It's not really as major as you think. When I lay out these examples, it's important to note that I'm considering the "modern" era of the Mafia, say 1980-onwards.

As far as "respect" goes, made members warrant a universal respect regardless of which family they're in. Among made members, the same rules still apply at sit-downs regardless of whether someone is a Colombo or a Genovese. Obviously there have been periods in history where certain families are ostracized but, on the whole, the perception of a "made member" on the street is universal to all families, especially to anyone who isn't made. A sizeable percentage of associates on the street might not know which family someone is from, only that they are inducted. The Conrad Ianniello example ("I don't give a fuck if he's a Colombo") is a somewhat misleading, because we have an example from the same timeframe (the late 2000s) where Big Anthony Russo expressed that he didn't care whether a rival gambling club belonged to Gambino captain Sonny Juliano or not, he violently shut them down all the same.
As far as "connections" go, that's an interesting point. Although if you're posing a hypothetical scenario where an associate has to choose between whether to go "on-record" with the Colombos or the Genovese family (two arbitrary examples for the sake of conversation), their thought-process would depend wholly on the connections of the individual Colombo member they're associated with, compared with the individual Genovese member they're connected with. A prospective associate wouldn't be sitting there going "Well, I read in the papers that the Colombos have the concrete unions, but I've read in the papers that the Genoveses have stronger connections in Jersey! Who should I go with for my lifelong career in the Mafia?"
As far as rackets goes, ditto with the connections thing. An individual weighing his options between associating with two different crime families would not be considering the overall depth and diversity of a crime family's rackets, only the rackets of the individual member of the Colombo or Genovese family that he knows. For example, all families have a theoretical "ban" on selling drugs, but each made member handles that differently, so a drug dealer with the privilege of deciding between going "on-record" with a Colombo or a Genovese member would consider their individual stances on drug-dealing, not the crime family with the biggest drug-dealing rackets.
As far as manpower goes, I'm not sure why any prospective associate or made member would consider that. I'm not even sure what that means. Bill Cutolo and his Colombo crew of the late '90s had far more "manpower" than, say, Tony Federici or Ciro Perrone's crews of old-timers during the same timeframe. Okay, I'll admit I don't know the breadth of those two Genovese guys' crews, but I believe they were mostly older in age. Theoretically, all families are equally capable of murder regardless of their overall size and, in a criminal sense, the more "manpower" involved in a murder, the more risk is involved. Criminals like to keep their circles tight and commit violent crimes with their most trusted associates, so the idea of a crime family having "reserves" of "manpower" for such jobs is misleading (perhaps it was different 50+ years ago).

• _SOURCE EXCERPT_:
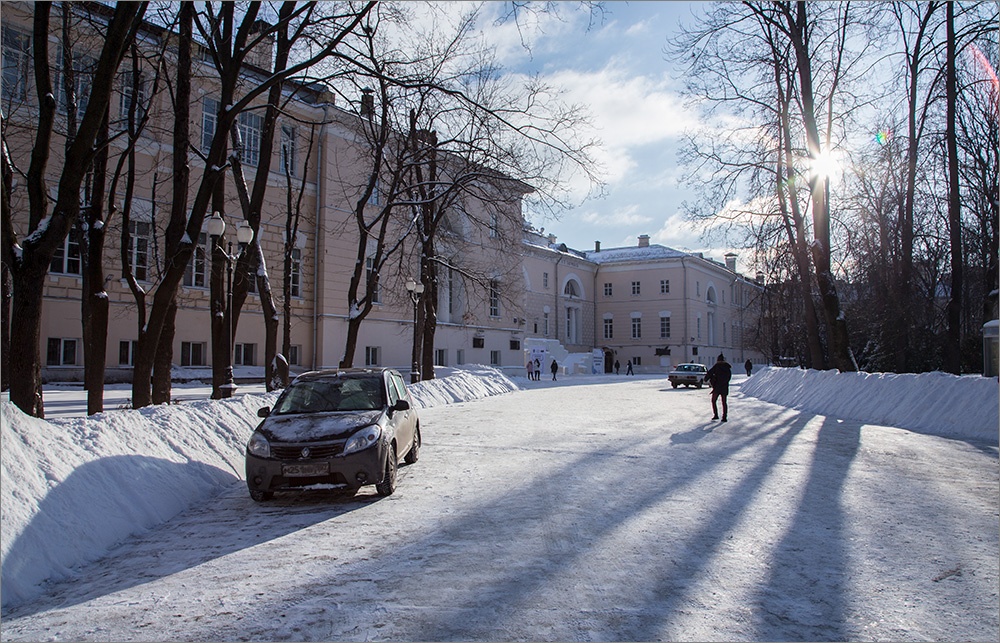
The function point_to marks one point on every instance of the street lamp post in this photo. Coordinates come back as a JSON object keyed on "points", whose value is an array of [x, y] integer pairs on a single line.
{"points": [[244, 234], [415, 289]]}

• _STATED GOAL_: Carry on the passage about the modern-era Mafia families from the point where it stops.

• _RESPONSE FOR THIS EXERCISE_:
And lastly, you mentioned "presence." I guess by "presence," you're referring to visible presence on the street in the form of social clubs, bars, connected restaurants, etc.? Someone can correct me if I'm wrong, but I believe phrases like "Oh this restaurant is a Colombo spot and this restaurant is a Genovese spot" exist more in the eyes of journalists and online mob researchers rather than the New York criminal underworld; most people simply think of places as being "mobbed-up" or "not mobbed-up". Restaurants, bars, after-hours clubs or gambling clubs are not usually specific to any family whereas social clubs that are specific to one family are usually specific to one crew from the family. Greg Scarpa's club was exclusive to his crew, rather than a general "Colombo club," ditto with Bonanno consigliere Anthony Spero's club a few blocks south.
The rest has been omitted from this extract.